* **Exercise objective**
Return every line of the data exactly as it stands.

- - -

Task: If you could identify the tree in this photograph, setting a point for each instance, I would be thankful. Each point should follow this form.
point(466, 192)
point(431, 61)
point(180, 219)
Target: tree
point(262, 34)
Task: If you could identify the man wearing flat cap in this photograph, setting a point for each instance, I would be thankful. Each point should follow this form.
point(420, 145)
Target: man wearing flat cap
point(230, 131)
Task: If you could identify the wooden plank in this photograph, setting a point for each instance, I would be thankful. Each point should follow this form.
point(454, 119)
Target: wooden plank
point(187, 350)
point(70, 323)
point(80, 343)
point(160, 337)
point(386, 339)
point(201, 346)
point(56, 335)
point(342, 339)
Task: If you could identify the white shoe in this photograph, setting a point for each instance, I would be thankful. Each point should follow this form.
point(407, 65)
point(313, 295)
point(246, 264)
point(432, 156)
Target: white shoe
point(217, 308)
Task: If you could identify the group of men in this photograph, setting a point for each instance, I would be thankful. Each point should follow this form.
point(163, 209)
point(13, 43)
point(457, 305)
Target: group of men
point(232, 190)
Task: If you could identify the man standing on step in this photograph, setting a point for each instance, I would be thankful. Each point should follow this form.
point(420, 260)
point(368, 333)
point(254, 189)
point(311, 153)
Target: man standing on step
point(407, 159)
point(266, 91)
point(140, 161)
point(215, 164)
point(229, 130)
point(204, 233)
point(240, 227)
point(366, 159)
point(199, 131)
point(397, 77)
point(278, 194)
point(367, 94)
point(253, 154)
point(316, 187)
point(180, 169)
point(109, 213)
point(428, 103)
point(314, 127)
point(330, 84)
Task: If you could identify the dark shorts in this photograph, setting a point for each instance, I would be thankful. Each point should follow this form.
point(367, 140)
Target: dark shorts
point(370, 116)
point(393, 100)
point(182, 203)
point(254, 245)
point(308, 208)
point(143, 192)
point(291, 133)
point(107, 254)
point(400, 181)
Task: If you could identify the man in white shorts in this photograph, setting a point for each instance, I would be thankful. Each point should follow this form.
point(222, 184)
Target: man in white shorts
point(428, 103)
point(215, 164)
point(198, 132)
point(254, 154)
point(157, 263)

- - -

* **Written answer**
Task: If you could identify the tree in this photograph, setting a point for each instance, I would be thankful. Each point should follow this form.
point(466, 192)
point(431, 61)
point(180, 219)
Target: tree
point(262, 34)
Task: If you could identify the man wearing flat cap in this photograph, setting a point for each instance, I would be thankful. Each point should follow this form.
point(420, 145)
Target: man wearing flat cap
point(230, 131)
Task: If you could identify the wooden plank in this photograph, setting a point for each instance, I would be thankful. Each point should follow this form.
point(454, 119)
Target: wooden plank
point(187, 350)
point(70, 323)
point(80, 343)
point(160, 337)
point(386, 339)
point(201, 346)
point(56, 335)
point(342, 339)
Task: If you could identify the white shoe in this photograph, setting a point for each instance, I would be thankful. Each point should follow this form.
point(407, 65)
point(313, 295)
point(246, 264)
point(432, 156)
Target: white shoe
point(217, 308)
Task: If you could identify the group of men in this photograph, setting a point for each instance, I would be thankful. Each point should follow this form.
point(163, 209)
point(13, 43)
point(457, 305)
Target: group of men
point(232, 190)
Task: If you could identify the man standing on step in this photograph, setting a point for each instance, I would be thankful. Each point should follow this form.
point(420, 260)
point(368, 333)
point(254, 189)
point(311, 153)
Target: man standing on step
point(407, 159)
point(266, 91)
point(140, 161)
point(215, 164)
point(229, 130)
point(204, 233)
point(240, 227)
point(366, 159)
point(199, 131)
point(397, 77)
point(278, 194)
point(367, 94)
point(253, 154)
point(316, 187)
point(180, 169)
point(109, 213)
point(428, 103)
point(314, 127)
point(330, 84)
Task: If you could identify the dark shorts in this photograph, setting a point for each instance, I would be thankful. Each point should follow this form.
point(367, 140)
Target: dark shorts
point(370, 116)
point(393, 100)
point(182, 203)
point(254, 245)
point(308, 208)
point(143, 192)
point(291, 133)
point(107, 254)
point(400, 181)
Task: If you could identify the man in white shorts in this photograph, setting a point for each instance, I would be thankful. Each point should follow this form.
point(222, 184)
Target: man in white shorts
point(428, 103)
point(215, 164)
point(198, 132)
point(254, 154)
point(157, 263)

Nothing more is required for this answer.